DATA EXTRACT ▸
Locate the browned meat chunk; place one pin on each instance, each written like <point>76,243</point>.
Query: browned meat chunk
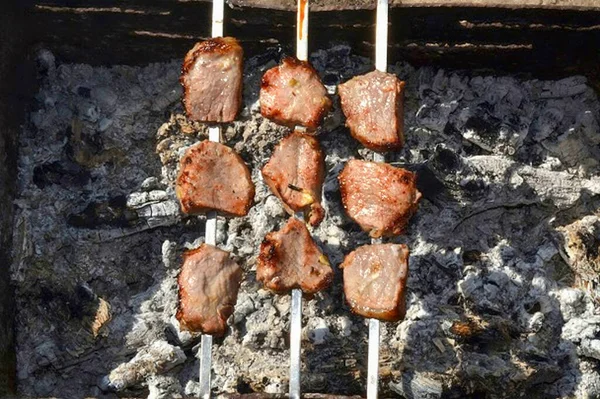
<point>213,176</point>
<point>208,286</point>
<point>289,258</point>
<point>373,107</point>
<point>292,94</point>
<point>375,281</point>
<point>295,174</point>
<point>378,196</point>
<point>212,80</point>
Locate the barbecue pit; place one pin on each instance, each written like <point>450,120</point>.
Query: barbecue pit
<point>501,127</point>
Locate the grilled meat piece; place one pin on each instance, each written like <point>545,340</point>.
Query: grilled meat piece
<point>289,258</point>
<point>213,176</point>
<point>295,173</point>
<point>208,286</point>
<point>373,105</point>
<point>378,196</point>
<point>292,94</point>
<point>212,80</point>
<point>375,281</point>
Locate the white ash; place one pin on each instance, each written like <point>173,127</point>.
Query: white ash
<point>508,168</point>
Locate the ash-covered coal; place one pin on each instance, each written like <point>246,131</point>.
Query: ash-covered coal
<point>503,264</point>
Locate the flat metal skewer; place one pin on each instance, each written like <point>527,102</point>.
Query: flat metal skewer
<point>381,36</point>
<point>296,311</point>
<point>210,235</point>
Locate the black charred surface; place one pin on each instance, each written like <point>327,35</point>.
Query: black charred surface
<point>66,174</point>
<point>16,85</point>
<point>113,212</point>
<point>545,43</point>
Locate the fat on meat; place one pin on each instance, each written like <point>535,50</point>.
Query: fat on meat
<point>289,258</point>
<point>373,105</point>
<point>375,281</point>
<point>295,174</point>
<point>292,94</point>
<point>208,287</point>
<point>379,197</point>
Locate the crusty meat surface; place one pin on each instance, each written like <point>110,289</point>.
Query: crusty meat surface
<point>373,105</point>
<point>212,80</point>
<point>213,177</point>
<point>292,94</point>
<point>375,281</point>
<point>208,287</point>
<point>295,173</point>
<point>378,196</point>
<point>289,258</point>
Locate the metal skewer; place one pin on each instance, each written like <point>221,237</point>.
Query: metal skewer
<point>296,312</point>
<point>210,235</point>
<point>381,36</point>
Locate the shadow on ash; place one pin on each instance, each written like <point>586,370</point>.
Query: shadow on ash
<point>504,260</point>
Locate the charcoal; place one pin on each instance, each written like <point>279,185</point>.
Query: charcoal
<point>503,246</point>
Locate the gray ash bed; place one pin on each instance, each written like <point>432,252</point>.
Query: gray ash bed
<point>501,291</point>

---

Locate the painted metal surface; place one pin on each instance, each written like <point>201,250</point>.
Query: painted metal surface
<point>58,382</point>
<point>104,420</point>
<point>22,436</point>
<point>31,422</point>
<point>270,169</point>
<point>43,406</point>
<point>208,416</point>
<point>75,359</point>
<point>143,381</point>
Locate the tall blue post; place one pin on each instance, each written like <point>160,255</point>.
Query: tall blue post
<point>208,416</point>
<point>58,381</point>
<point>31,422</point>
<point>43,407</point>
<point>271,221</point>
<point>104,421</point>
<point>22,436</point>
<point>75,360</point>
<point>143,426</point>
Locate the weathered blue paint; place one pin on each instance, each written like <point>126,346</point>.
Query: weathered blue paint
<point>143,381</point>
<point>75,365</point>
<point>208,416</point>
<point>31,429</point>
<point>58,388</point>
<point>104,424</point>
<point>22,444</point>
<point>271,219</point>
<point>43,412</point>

TASK PROMPT ▸ Give again the lines of the listing above that run from the one with "Locate the browned" up to and including the one with "Locate the black". Keep them exact and omit the pictures.

WRITTEN ANSWER ▸
Locate the browned meat chunk; place one pin on each instance, each written like <point>76,243</point>.
Query: browned meat chunk
<point>213,176</point>
<point>208,286</point>
<point>289,258</point>
<point>373,107</point>
<point>292,94</point>
<point>375,281</point>
<point>295,174</point>
<point>378,196</point>
<point>212,80</point>
Locate the barbecue pit; place one pin on each instance, each written like <point>450,120</point>.
Query: barbecue pit
<point>501,127</point>
Locate the grilled meat piece; place one pin on each instance, each written like <point>545,340</point>.
Query: grilled meat piece
<point>289,258</point>
<point>213,176</point>
<point>295,173</point>
<point>208,286</point>
<point>373,105</point>
<point>378,196</point>
<point>292,94</point>
<point>212,80</point>
<point>375,281</point>
Locate the white ash; place one pin on each instance, each written like <point>173,127</point>.
Query: white ash
<point>508,168</point>
Locate the ash-covered coal; place one pin on each instance, each written like <point>246,131</point>.
Query: ash-covered coal
<point>503,264</point>
Locate the flat metal skewer; place one pin on each instance, each written like <point>527,102</point>.
Query: flat metal skewer
<point>381,36</point>
<point>296,311</point>
<point>210,235</point>
Locate the black charred surface; place one pin on each instance, each written like <point>327,35</point>.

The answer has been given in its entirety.